Provided passage

※

CHANGED: Signal rollups moved from "optional if benchmarks demand it" to required. Cohort-scoped 30d+ windowed aggregates across millions of entities cannot be computed from raw events in real time.

3. The New Milestone: M4 -- Cohort-Scoped Ranking

Milestone Thesis: "The database understands user segments as a query primitive. Trending for a cohort of US jazz fans produces different results than global trending."

Why this is a milestone and not a phase: It requires a new entity type (Cohort), a new signal aggregation path, a new candidate source, a new query clause, and background materialization. Too much for a phase, and independently user-testable.

Provisional Phases:

Phase 4.1: Cohort Definition and Membership (M complexity) Cohort as a schema primitive. Named predicate over user attributes. Membership materialized as RoaringBitmap<UserId> with O(1) membership test. Incremental updates when user attributes change.

Phase 4.2: Cohort-Scoped Signal Aggregation (XL complexity -- highest risk) Signal write fan-out: when a signal arrives for an entity from a user in cohort C, update per-cohort running aggregates. Same decay/windowed pattern as entity signals but keyed by (cohort, entity). Sparse representation required to manage memory.

Phase 4.3: Cohort-Scoped Query Execution (L complexity) FOR COHORT @cohort_id clause in RETRIEVE queries. Signal references resolve to cohort-scoped aggregates. Composes with FOR USER for personalization on top.

Phase 4.4: Cohort Lifecycle and Diagnostics (S complexity) List, inspect, delete cohorts. View cohort-scoped signal state for debugging.

Deferred from M4: Cohort-scoped search (Layer 3) deferred to M5 (needs Tantivy). Dynamic cohorts deferred to M6. Cohort-based A/B testing deferred to M7.

4. What Is Now Deferred That Should Not Be

Horizontal Distribution Design

The deferral of implementation is still correct. The deferral of design is now wrong. Storage engine, WAL format, key encoding, and signal aggregation must be designed so distribution can be added without restructuring. Distribution design constraints are applied from M1. Distribution implementation remains post-M7.

※

Questions to answer
A. Answer these about the milestone roadmap:
(i) What complexity rating does Phase 4.2 carry?
(ii) To which milestone is cohort-scoped search deferred?
(iii) As what is cohort membership materialized?
B. Please quote the stretch of the milestone roadmap from "4. What Is Now" through "implementation remains post-M7.".

Source data

※

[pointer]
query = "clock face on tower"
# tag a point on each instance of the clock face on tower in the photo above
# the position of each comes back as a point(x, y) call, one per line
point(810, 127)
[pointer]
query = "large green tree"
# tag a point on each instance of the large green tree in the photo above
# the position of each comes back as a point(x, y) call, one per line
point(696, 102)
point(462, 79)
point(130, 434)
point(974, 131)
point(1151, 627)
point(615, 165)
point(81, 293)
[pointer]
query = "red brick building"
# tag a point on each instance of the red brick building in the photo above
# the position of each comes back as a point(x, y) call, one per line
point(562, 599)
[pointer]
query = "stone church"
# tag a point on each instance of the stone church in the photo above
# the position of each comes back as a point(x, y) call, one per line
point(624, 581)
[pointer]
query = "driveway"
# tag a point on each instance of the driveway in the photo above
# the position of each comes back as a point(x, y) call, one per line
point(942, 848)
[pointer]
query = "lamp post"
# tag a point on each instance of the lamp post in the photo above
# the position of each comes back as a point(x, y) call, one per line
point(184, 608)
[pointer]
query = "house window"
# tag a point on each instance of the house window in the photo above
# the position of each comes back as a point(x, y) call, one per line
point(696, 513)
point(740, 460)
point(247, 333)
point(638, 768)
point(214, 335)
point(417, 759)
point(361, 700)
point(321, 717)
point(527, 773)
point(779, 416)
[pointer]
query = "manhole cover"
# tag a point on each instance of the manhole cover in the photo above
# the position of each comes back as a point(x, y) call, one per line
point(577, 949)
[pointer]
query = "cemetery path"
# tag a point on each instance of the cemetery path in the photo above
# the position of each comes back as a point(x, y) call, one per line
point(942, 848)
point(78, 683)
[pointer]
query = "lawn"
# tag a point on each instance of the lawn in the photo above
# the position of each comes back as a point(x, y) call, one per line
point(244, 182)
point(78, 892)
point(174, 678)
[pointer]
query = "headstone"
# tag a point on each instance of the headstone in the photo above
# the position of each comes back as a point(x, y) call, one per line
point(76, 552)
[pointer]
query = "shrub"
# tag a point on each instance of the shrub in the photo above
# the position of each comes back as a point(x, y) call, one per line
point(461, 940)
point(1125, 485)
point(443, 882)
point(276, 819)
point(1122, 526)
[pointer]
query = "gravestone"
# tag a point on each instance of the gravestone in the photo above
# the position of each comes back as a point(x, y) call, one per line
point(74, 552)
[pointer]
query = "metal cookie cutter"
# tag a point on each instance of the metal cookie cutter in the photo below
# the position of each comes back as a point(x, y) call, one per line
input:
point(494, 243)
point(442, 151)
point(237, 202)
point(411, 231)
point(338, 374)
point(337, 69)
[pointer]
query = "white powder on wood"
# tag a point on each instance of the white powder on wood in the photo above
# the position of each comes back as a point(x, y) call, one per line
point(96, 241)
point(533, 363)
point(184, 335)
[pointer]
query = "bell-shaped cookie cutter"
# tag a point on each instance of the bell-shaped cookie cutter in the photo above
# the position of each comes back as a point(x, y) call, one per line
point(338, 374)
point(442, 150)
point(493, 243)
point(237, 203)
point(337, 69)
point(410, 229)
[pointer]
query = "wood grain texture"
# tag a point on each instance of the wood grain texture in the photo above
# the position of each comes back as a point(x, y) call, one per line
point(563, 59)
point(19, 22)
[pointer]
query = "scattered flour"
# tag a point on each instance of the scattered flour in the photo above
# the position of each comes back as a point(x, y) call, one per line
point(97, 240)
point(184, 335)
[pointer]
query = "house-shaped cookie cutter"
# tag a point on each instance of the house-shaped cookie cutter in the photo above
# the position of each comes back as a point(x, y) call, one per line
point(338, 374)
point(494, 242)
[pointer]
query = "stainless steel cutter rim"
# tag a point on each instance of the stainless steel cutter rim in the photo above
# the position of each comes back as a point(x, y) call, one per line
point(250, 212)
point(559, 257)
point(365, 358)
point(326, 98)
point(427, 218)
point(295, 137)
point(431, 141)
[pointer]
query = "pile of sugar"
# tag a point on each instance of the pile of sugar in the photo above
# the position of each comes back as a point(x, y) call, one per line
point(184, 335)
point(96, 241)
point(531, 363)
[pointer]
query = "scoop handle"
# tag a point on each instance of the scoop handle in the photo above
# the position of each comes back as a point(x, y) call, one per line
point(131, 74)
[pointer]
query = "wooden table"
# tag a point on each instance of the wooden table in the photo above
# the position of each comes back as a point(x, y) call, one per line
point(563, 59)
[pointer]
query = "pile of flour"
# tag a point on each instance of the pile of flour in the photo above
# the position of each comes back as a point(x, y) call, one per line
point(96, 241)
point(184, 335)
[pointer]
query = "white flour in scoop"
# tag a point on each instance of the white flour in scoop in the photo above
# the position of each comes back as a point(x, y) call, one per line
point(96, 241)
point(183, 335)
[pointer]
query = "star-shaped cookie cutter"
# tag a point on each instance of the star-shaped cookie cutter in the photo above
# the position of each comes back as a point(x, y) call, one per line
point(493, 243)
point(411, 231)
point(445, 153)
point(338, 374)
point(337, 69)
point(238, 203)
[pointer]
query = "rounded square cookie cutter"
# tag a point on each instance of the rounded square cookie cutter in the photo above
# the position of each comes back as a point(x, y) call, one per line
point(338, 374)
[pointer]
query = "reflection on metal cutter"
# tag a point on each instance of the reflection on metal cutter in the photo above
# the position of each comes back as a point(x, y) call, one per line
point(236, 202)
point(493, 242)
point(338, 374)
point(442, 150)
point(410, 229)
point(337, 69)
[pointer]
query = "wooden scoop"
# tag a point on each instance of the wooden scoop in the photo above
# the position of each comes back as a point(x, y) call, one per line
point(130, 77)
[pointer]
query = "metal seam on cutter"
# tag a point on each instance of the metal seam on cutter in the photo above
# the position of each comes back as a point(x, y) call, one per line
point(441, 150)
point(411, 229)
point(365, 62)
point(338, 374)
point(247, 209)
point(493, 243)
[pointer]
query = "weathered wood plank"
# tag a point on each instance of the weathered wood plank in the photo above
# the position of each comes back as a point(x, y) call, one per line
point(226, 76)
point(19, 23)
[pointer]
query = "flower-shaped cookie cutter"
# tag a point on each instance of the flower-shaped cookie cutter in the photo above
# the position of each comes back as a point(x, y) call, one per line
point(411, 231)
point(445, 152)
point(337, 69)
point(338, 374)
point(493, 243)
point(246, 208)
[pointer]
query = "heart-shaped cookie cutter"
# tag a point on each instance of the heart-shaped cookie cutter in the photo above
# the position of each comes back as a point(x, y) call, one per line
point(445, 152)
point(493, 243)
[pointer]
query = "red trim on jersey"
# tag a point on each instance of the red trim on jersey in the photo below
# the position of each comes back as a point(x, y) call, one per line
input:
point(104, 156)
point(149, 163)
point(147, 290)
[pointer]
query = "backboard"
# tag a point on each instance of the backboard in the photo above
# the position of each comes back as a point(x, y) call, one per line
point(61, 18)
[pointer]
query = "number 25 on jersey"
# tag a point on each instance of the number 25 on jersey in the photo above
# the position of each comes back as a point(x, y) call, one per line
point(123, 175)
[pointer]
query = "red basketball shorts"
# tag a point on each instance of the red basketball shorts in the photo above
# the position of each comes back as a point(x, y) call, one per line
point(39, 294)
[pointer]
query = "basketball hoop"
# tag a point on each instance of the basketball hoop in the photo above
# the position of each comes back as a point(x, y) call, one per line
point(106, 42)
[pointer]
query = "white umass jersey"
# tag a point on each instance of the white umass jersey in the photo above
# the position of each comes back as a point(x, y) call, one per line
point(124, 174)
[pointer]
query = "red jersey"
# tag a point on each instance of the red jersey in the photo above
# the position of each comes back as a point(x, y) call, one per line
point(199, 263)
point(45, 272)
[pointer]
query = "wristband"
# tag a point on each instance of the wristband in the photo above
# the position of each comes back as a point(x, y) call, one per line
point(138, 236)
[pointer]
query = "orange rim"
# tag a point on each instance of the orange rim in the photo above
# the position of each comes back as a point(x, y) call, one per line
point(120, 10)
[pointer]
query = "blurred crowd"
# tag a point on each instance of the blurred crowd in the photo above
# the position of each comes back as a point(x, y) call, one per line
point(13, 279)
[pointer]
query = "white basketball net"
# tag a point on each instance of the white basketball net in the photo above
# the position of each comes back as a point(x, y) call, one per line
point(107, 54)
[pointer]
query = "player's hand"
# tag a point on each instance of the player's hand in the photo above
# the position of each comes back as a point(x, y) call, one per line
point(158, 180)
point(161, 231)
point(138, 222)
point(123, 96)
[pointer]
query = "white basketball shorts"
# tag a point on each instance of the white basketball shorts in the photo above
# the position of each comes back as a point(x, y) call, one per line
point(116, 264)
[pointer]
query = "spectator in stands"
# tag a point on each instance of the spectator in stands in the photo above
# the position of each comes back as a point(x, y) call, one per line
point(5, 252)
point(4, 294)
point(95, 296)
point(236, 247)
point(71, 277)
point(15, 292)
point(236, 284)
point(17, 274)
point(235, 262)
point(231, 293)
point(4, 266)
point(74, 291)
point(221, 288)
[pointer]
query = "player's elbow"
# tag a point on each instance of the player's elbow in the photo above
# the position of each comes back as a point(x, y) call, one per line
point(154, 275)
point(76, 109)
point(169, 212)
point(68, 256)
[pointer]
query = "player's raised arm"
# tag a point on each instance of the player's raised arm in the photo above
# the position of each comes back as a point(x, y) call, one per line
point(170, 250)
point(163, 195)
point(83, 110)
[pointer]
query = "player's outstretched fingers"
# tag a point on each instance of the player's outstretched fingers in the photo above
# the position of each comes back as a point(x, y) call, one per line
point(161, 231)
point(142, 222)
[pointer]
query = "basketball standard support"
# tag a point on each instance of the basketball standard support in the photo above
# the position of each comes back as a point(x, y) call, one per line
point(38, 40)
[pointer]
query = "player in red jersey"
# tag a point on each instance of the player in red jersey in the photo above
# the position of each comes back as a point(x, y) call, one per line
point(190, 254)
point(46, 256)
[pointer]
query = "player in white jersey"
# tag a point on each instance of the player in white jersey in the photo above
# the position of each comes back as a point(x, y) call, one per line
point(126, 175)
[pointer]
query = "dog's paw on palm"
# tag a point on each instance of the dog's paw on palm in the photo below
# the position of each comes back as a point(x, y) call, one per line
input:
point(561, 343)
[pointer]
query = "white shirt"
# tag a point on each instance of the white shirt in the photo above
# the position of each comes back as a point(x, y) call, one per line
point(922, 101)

※

Solutions in order
A.
(i) XL complexity, noted as the highest risk.
(ii) M5.
(iii) As RoaringBitmap<UserId>, with an O(1) membership test.

B.
4. What Is Now Deferred That Should Not Be

Horizontal Distribution Design

The deferral of implementation is still correct. The deferral of design is now wrong. Storage engine, WAL format, key encoding, and signal aggregation must be designed so distribution can be added without restructuring. Distribution design constraints are applied from M1. Distribution implementation remains post-M7.